┌─ Given entries

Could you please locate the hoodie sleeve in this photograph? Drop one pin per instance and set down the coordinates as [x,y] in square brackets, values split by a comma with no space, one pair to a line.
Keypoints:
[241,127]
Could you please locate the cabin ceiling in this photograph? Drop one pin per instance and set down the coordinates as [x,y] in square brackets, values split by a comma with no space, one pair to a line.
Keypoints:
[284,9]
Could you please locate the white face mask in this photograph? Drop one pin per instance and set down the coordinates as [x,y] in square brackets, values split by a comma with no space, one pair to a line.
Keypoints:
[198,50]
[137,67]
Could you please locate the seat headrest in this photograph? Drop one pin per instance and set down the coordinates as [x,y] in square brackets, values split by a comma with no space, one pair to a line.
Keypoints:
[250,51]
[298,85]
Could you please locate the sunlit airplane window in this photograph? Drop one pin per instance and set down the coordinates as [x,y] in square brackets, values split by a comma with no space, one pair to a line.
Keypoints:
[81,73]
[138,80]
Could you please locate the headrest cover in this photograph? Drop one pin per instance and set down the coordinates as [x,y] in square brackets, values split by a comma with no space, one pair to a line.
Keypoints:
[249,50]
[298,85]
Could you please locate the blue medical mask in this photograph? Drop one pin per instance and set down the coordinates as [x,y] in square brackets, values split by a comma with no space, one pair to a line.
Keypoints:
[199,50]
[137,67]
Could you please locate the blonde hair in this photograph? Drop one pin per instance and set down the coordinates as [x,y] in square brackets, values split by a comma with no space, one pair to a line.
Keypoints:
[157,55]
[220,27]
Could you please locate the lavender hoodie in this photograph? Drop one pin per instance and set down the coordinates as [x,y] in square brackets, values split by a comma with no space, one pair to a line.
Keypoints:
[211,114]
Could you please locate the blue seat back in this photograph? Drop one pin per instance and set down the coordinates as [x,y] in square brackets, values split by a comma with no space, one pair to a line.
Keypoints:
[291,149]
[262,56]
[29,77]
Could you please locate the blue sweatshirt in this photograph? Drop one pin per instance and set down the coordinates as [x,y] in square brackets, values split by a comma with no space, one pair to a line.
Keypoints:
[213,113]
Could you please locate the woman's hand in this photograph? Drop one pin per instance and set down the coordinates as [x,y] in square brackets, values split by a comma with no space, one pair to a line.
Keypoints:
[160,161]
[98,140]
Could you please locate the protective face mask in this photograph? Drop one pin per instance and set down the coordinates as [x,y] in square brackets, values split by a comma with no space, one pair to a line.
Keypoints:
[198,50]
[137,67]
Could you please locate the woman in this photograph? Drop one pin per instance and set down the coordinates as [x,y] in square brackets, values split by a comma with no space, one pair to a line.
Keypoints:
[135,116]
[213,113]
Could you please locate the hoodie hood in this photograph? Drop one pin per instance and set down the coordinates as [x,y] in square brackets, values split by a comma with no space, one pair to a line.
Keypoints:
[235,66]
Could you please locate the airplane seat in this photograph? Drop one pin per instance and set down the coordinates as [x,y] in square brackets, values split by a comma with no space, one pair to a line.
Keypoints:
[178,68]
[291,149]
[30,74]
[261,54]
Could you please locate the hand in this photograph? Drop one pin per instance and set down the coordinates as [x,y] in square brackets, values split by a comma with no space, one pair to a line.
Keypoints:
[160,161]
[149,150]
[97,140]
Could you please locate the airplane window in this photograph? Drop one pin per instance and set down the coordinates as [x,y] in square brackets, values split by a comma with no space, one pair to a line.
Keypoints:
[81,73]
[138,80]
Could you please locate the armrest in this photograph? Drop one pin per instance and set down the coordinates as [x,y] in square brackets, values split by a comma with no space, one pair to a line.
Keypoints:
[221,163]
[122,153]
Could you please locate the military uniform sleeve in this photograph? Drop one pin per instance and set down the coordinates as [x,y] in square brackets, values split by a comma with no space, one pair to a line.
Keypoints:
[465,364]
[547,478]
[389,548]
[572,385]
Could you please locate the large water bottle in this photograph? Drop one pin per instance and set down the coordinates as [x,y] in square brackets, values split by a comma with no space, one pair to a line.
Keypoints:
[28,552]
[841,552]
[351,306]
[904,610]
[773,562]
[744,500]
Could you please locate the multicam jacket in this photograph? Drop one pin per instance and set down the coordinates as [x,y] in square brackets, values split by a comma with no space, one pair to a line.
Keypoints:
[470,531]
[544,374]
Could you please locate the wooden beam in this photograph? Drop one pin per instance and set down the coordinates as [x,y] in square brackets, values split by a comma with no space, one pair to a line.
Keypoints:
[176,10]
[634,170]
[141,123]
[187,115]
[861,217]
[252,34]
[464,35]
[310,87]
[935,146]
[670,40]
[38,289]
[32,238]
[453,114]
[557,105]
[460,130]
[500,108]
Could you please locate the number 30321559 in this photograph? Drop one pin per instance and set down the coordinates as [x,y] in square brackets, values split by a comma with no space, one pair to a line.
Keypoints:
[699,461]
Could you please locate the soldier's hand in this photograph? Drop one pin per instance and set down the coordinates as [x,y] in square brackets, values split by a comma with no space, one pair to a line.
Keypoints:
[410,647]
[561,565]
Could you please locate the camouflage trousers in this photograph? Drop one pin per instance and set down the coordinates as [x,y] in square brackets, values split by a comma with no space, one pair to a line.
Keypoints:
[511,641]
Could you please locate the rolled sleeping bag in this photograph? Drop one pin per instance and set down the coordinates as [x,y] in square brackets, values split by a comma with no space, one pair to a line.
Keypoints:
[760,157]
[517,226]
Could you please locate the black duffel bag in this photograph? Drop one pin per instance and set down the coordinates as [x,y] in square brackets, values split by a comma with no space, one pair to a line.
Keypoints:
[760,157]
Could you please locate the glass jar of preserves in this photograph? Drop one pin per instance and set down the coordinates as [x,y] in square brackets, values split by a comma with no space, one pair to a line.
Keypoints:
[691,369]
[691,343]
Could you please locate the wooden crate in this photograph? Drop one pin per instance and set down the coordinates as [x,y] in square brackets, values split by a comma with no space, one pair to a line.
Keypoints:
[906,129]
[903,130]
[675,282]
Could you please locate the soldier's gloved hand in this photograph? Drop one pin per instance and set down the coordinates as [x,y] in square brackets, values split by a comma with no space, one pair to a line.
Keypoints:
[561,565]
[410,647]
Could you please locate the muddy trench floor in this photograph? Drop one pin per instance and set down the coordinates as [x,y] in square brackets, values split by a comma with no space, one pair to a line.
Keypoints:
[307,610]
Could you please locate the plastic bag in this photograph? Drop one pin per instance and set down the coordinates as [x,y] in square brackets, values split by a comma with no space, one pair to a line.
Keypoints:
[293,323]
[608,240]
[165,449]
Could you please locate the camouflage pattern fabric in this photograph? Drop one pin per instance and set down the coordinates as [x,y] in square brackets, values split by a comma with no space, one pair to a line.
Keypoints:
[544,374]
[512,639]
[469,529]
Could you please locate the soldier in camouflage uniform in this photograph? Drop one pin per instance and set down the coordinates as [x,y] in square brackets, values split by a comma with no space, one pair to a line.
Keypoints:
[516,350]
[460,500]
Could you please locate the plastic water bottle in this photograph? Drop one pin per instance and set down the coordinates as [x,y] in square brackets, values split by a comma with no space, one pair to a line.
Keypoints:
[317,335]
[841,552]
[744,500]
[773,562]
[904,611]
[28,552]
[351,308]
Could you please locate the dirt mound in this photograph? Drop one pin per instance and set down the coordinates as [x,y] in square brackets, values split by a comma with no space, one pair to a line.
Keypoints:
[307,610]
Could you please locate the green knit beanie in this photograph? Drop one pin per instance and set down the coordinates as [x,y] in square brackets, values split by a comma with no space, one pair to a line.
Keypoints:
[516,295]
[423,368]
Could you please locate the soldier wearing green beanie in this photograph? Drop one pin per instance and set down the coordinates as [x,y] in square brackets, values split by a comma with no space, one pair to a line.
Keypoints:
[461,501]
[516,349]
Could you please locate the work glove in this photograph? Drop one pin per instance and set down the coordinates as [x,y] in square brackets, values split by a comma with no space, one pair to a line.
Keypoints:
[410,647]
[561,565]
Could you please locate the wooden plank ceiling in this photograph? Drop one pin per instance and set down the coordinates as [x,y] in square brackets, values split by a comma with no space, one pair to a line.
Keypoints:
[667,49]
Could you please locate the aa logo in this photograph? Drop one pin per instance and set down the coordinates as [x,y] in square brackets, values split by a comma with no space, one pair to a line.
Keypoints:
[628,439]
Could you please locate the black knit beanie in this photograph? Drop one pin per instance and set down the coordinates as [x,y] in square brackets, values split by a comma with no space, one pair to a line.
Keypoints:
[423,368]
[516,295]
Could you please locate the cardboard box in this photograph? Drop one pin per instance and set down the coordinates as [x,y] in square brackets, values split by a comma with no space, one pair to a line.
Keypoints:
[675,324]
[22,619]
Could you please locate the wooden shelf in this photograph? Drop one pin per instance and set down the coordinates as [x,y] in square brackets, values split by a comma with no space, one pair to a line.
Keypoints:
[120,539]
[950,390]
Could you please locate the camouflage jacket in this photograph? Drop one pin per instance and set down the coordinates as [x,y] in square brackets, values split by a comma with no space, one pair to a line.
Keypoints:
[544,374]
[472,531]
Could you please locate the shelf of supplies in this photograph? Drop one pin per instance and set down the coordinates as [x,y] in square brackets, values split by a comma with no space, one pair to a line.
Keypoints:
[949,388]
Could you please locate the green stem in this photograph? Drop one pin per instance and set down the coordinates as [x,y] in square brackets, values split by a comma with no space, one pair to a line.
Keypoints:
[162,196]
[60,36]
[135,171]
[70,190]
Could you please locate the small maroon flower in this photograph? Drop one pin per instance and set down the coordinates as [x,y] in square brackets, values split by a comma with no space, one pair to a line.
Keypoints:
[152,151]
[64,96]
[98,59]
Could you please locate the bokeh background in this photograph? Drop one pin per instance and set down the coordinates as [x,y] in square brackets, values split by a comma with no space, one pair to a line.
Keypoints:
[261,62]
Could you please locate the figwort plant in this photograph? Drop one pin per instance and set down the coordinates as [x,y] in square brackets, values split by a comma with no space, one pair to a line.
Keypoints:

└─

■ **What you will do**: Starting at the line with "Could you please locate the camouflage jacket", copy every line up to and including the last one in the entries above.

■ **Solution to this task**:
Could you please locate the camouflage jacket in this photograph? Drop one pin per instance and set down the coordinates as [x,y] in square brackets, values split by a comma with no space, one pair to a line.
Keypoints:
[544,374]
[472,531]
Could you please locate the shelf of supplies in this photograph? Drop one pin per instance and set down the coordinates as [x,y] in square brackets, values split by a comma with no space, one pair to a line.
Keypoints:
[949,388]
Could you please locate the green stem in this photograph? Drop one pin per instance and set down the coordinates as [x,y] in square brackets, values split by a comma with no space, one pair to a line.
Keypoints:
[162,196]
[60,36]
[135,171]
[70,190]
Could you please locate the small maroon flower in this photograph? Drop one pin per instance and set down the coordinates as [x,y] in square brackets, values split by a comma with no space, one pair to a line.
Keypoints:
[152,151]
[64,96]
[98,59]
Could you please locate the bokeh background in this photograph? Drop one pin per instance and set down the coordinates as [x,y] in square brackets, values split by a comma with no space, one pair to a line.
Keypoints:
[261,62]
Could you please locate the figwort plant in this photograph? Drop one pin per instance and set down the coordinates as [x,y] in square brackets, values split by a comma with no space, one pair to a line.
Keypoints:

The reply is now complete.